Problem to solve: Restate the data word for word and leave the images out.

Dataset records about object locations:

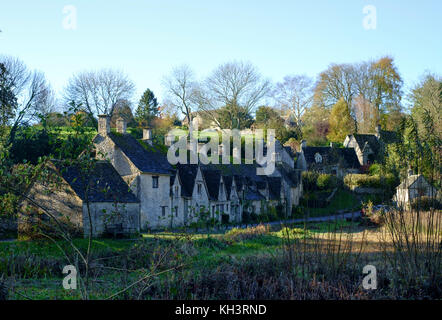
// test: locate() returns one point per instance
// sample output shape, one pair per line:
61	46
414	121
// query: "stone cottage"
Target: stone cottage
412	187
331	160
73	194
144	168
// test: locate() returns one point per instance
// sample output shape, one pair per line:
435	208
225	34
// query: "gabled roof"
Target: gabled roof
104	184
149	161
228	180
290	151
187	174
371	139
244	170
290	176
253	195
331	156
212	178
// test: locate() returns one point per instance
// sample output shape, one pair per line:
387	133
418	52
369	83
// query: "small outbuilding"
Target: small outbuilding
412	187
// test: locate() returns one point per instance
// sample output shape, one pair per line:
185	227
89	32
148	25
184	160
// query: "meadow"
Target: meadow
303	261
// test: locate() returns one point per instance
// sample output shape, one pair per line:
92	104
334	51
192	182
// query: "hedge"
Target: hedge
367	181
425	203
313	181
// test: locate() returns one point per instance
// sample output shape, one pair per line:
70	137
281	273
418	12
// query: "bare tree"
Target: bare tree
31	89
99	91
337	82
236	86
181	91
294	95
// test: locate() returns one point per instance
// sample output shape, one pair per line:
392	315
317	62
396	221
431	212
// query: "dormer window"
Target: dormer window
155	182
318	158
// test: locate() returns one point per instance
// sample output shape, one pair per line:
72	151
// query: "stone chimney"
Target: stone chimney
378	131
303	144
103	124
168	140
121	125
147	136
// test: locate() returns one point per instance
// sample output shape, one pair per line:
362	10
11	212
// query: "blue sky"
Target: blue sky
146	39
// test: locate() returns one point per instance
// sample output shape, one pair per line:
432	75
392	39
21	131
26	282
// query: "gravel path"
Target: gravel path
347	215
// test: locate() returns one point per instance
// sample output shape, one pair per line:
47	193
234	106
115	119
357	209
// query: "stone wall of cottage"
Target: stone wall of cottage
153	200
198	199
111	218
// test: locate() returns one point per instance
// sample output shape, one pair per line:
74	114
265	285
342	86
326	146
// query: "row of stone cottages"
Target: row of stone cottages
136	188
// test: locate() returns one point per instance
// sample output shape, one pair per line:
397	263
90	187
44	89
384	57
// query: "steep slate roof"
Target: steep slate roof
332	156
228	183
212	178
371	139
292	177
187	174
290	151
253	195
105	184
152	161
244	170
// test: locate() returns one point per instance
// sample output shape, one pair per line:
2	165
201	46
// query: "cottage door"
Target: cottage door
186	210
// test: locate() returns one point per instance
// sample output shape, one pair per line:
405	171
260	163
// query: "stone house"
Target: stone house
331	160
71	196
370	147
174	196
412	187
144	168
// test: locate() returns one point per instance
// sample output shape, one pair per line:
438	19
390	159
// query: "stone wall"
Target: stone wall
153	200
111	218
8	227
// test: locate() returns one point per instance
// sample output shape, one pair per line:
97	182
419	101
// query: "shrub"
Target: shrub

The response:
// test: locate() returns one point per instance
// sample output shape, one pair per line:
61	46
414	121
// query: "stone cottage"
Target: stone cottage
412	187
331	160
73	194
144	168
// test: locate() returns one point per instance
// sample output shape, one pair per line:
435	208
225	34
// query: "gabled roof"
Target: gabled roof
104	184
149	161
228	180
290	151
187	174
371	139
244	170
290	176
253	195
331	156
212	178
// test: locate() returns one point per instance
// sample output shape, one pair per line:
387	133
418	52
369	83
// query: "small outbuilding"
Target: small outbuilding
412	187
// test: locate() returns one point per instance
// sample output shape, one pair per line:
185	227
89	32
148	25
184	160
// query: "meadow"
Target: meadow
303	261
// test: locate() returns one point per instance
// sample output shape, one pair per line:
92	104
334	51
192	182
// query: "hedge"
Target: hedge
367	181
425	203
313	181
// test: locate() returns one point per instance
// sample output shape, one pair per line:
70	137
281	273
418	12
// query: "bare tree"
Target: bare tree
31	89
99	91
337	82
236	86
181	91
294	95
// test: locate() returns one point per instance
// sample output shape, one pair per line:
392	315
317	62
396	221
431	212
// query: "dormer window"
Target: dormer window
155	182
318	158
// test: locate() returns one point per instance
// sample output shape, one pair per line:
72	151
// query: "stone chimney"
Target: stone chimney
378	131
303	144
103	124
168	140
121	125
147	136
// test: locate() returns one point per instance
// sample output shape, one pair per line:
362	10
11	212
// query: "blue sky"
Target: blue sky
146	39
// test: locate() returns one point per instance
// sample output shape, one pair per line:
432	75
392	39
21	131
26	282
// query: "gravel path"
Target: gravel path
347	215
// test: locate() returns one point per instance
// sample output shape, one pair per line:
47	193
234	106
115	119
357	209
// query: "stone wall of cottage"
Target: stone wall of cottage
153	200
198	199
111	218
// test: locate() returns one point per instance
// sample output shape, one pair per line:
74	114
265	285
342	86
326	146
// query: "row of stone cottages"
Target: row of stone cottages
136	188
// test: locate() returns one point per instance
// sample output shape, one pair per line:
397	263
90	187
44	89
384	57
// query: "steep slate roof"
Target: steep slate roof
332	156
228	183
212	178
371	139
292	177
187	174
290	151
253	195
105	184
152	161
244	170
// test: locate() returns one point per instance
// sample output shape, one pair per line:
2	165
201	46
// query: "cottage door"
Target: cottage door
186	210
// test: locate() returns one point per instance
// sample output shape, one pair per line:
405	171
260	163
// query: "stone house"
Target: stone house
331	160
71	196
370	147
174	196
412	187
144	168
// test: locate() returns one point per instance
// sample output shape, one pair per line:
438	19
390	159
// query: "stone wall"
Target: stone wall
153	200
111	218
8	227
// test: locate() returns one point per instance
// sample output shape, one pair per line:
97	182
419	101
// query: "shrub"
Target: shrub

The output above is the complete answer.